* **DIRECTIONS**
A. In the mailing list post about SSL_shutdown(), why does the event loop have no way of knowing whether the whole shutdown notify packet was written into the BIO layer?
B. Rewrite the part of the SSL_shutdown() post between "2007-10-11 Thread Darryl" and "your support :).", inclusive, with "choir" swapped for "chorus".
C. Carry the SSL_shutdown() post forward from its last sentence.

-- EXTRACT follows --

2007-10-11 Thread Darryl Miles

Nanno Langstraat wrote:
So I can add one more voice to the choir: the current SSL_shutdown() API 
appears to give trouble to every non-blocking developer (I remember I 
lost serious time noticing + tracking down this 100% CPU bug), and 
afterwards things still don't really work right.


I can't immediately think of a reason why you'd get 100% CPU, except 
with a badly constructed event loop (even with non-blocking I/O in use) 
much as I'd like to see your support :).



The issue I am claiming is that the event loop has no way of knowing if 
the SSL_shutdown() managed to write and commit the entire shutdown 
notify packet into the BIO layer as the SSL_shutdown() return value 
will never indicate a -1/WANT_WRITE error condition, it always returns a 
value as-if everything has proceeded fine.


It also never returns -1/WANT_READ when it has successfully committed 
the shutdown notify packet to the BIO layer but it now waiting to 
receive and decode a shutdown notify packet from the remote end.

-- EXTRACT concluded --
-- GIVEN RECORDS follows --

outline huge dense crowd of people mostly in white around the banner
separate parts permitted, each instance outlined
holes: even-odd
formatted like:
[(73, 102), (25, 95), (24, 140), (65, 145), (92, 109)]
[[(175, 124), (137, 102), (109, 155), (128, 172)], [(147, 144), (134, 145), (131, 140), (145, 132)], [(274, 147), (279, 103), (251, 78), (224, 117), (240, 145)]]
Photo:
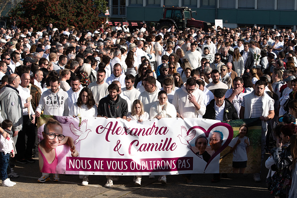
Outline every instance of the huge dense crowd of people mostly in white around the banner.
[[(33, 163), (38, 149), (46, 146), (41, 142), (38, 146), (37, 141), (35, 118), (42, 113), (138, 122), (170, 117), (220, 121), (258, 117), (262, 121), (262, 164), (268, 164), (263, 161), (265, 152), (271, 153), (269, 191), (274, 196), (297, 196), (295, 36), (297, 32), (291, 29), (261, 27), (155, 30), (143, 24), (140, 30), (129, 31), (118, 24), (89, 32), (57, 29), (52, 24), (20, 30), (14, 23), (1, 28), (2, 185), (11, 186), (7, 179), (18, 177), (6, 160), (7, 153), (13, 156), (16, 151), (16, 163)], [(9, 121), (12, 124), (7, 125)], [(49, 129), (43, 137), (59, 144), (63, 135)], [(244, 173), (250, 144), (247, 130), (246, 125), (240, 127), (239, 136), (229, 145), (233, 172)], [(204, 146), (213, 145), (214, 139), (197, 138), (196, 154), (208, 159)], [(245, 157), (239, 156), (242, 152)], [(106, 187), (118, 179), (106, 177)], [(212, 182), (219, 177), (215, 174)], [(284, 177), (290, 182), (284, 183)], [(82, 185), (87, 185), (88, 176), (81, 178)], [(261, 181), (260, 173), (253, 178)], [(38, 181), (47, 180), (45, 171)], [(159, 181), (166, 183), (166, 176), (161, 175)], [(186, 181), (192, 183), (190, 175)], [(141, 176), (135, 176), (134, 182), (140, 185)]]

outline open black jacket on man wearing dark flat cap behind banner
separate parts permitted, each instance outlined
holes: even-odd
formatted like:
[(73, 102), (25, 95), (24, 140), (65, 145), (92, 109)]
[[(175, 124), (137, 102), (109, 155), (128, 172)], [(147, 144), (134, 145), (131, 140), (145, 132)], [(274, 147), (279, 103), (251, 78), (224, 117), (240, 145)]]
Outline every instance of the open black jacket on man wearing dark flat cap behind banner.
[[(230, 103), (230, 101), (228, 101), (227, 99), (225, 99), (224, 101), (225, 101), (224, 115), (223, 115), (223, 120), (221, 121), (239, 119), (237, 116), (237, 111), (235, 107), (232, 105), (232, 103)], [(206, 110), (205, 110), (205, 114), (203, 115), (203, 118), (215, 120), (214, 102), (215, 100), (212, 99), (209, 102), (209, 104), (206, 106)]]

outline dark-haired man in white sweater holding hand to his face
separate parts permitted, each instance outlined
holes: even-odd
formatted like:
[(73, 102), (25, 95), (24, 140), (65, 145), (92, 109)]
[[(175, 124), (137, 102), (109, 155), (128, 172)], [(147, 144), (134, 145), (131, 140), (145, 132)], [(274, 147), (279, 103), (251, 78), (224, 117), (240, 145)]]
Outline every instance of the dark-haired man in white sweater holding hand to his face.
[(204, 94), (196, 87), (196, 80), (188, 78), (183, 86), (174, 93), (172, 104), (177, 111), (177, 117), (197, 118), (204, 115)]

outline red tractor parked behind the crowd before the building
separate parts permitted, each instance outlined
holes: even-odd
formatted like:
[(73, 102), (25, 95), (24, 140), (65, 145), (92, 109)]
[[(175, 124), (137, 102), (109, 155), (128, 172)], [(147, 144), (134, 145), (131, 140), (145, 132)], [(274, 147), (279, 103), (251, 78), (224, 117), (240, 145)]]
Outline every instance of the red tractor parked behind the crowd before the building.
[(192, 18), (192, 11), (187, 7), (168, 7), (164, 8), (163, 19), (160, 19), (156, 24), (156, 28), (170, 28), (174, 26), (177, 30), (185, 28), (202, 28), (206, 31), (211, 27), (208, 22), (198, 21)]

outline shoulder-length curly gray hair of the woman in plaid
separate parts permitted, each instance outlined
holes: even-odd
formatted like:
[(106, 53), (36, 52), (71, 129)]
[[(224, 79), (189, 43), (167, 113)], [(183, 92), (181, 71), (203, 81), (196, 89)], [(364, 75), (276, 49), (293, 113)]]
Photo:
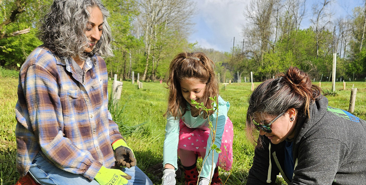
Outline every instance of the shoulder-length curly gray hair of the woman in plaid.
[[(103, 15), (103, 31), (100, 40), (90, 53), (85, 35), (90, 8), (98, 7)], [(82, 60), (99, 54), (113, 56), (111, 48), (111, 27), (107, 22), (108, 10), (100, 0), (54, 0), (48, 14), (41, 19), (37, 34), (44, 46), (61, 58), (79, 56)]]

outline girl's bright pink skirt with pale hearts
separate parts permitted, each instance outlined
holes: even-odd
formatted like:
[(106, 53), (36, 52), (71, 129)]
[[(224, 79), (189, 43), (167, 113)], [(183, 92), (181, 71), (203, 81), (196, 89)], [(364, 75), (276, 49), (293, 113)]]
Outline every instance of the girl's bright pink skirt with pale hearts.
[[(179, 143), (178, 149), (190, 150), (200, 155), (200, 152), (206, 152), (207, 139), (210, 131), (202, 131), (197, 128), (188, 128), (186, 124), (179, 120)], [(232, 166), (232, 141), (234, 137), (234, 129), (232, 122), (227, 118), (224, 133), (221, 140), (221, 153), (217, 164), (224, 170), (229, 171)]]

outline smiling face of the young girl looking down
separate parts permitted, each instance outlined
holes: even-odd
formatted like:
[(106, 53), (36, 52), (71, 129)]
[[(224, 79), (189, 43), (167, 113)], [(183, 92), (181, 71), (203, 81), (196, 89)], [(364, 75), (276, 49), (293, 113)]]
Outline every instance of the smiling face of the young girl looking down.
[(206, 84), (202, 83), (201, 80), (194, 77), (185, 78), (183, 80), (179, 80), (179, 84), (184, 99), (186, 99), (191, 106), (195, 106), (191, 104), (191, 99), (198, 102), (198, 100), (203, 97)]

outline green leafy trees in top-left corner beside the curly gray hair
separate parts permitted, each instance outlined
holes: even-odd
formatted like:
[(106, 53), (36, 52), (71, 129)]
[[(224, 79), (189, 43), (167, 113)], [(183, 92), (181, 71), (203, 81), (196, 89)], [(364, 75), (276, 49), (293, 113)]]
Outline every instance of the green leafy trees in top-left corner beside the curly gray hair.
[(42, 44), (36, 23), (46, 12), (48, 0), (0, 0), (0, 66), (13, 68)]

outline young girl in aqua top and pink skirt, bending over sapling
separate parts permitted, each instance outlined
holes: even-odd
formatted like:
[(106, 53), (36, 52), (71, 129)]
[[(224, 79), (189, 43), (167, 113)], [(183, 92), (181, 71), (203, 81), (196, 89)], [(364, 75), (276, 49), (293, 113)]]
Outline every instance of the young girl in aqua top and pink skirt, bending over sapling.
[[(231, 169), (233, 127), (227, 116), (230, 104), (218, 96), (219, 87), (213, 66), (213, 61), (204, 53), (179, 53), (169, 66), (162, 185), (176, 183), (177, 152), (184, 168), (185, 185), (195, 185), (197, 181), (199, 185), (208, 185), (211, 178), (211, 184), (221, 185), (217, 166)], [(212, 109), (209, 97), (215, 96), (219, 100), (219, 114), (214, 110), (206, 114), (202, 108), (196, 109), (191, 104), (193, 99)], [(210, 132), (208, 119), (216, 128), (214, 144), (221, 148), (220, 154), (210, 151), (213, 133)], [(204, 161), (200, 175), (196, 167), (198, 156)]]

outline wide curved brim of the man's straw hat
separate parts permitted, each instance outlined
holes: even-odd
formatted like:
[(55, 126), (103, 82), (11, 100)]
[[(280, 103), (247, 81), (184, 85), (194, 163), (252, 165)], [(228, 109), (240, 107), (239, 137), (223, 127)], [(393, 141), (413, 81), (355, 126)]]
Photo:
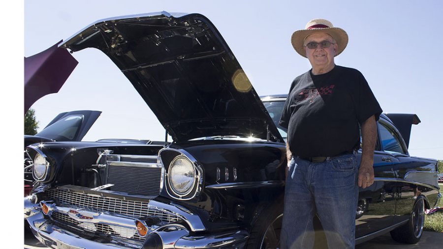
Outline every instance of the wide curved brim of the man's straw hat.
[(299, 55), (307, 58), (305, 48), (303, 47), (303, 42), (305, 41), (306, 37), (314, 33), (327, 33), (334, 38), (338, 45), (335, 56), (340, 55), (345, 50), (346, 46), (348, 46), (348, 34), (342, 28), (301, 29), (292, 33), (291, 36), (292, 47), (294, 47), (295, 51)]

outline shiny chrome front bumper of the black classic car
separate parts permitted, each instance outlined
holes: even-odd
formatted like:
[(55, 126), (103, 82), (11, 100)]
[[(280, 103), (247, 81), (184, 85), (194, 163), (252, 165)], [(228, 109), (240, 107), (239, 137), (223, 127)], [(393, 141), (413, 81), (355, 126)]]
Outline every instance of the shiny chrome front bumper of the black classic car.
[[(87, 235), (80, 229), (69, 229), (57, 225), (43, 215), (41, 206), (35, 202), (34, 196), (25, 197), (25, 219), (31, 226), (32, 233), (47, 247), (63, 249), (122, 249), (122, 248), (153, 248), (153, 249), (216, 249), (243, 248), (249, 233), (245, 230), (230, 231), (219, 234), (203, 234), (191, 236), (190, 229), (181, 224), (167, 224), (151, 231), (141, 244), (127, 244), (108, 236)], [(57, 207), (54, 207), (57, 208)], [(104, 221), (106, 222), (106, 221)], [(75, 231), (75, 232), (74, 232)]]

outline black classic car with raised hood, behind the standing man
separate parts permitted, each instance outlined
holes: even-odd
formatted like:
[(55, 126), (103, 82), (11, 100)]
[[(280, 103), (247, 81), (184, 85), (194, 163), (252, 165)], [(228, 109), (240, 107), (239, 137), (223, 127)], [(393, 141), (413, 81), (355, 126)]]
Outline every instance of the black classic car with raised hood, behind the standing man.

-- GIVEN RECORDS concluded --

* **ANSWERS FOR THIS EXERCISE**
A. The event loop can't tell because SSL_shutdown() never returns a -1/WANT_WRITE error condition. It always returns a value as if everything had gone fine, so a partial write looks the same as a complete one.

B.
2007-10-11 Thread Darryl Miles

Nanno Langstraat wrote:
So I can add one more voice to the chorus: the current SSL_shutdown() API 
appears to give trouble to every non-blocking developer (I remember I 
lost serious time noticing + tracking down this 100% CPU bug), and 
afterwards things still don't really work right.


I can't immediately think of a reason why you'd get 100% CPU, except 
with a badly constructed event loop (even with non-blocking I/O in use) 
much as I'd like to see your support :).

C.
Knowing the exact state is important for non-blocking, the matters that 
concern a non-blocking user are:


 1) Retrying the SSL_shutdown() when all the necessary data isn't yet 
been written as we need to get the send shutdown notify packet on the 
wire.
 2) Knowing that all the necessary data has been written into the BIO 
layer so we can now take action to shutdown the sending side of the 
socket (at socket level, like with shutdown()) and cleanup that half, 
whilst leaving open the receiving half since we still wish to see the 
recvd shutdown notify packet.
 3) Allowing an application driven timeout to start from the moment we 
know we committed the send shutdown notify packet to the BIO layer, so 
we can enforce a timeout based on when we wrote the data to the wire as 
opposed to when we wanted to start shutdown proceedings.



Maybe you got 100% CPU because you were using SSL_shutdown() to look for 
a return value of 1, meaning its all over.  My application uses 
SSL_read() even after the SSL_shutdown() has been called once.  There 
are 2 reasons for this:


 1) It is necessary to read (and discard/sink it if you don't want it) 
all the encrypted application data that appears before the shutdown.  If 
you stopped calling SSL_read() then I guess 100% CPU results because 
FD_ISSET(fd, fdread) always signals there is data and calling 
SSL_shutdown() alone may not clear it because there is application data 
waiting to be read that is stalling the inbound stream processing.


 2) SSL_read() already has a return value -1/ZERO_RETURN which 
indicates end-of-stream.  You may then call SSL_shutdown() to look to 
see if 1 is returned or not.  Or even SSL_get_shutdown() and take 
whatever security action your application needs to take in the event of 
an improperly shutdown stream.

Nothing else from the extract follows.